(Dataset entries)
-=-=-
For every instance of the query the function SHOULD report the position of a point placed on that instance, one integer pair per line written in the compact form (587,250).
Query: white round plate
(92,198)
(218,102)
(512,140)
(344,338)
-=-=-
▸ **Assigned task**
In full and without change, transcribe every line of the records above.

▸ **Response to the exercise**
For every instance of the query the function SHOULD report the position of a point placed on that instance, one integer pair per line written in the compact form (587,250).
Query: white round plate
(92,198)
(218,102)
(512,140)
(344,338)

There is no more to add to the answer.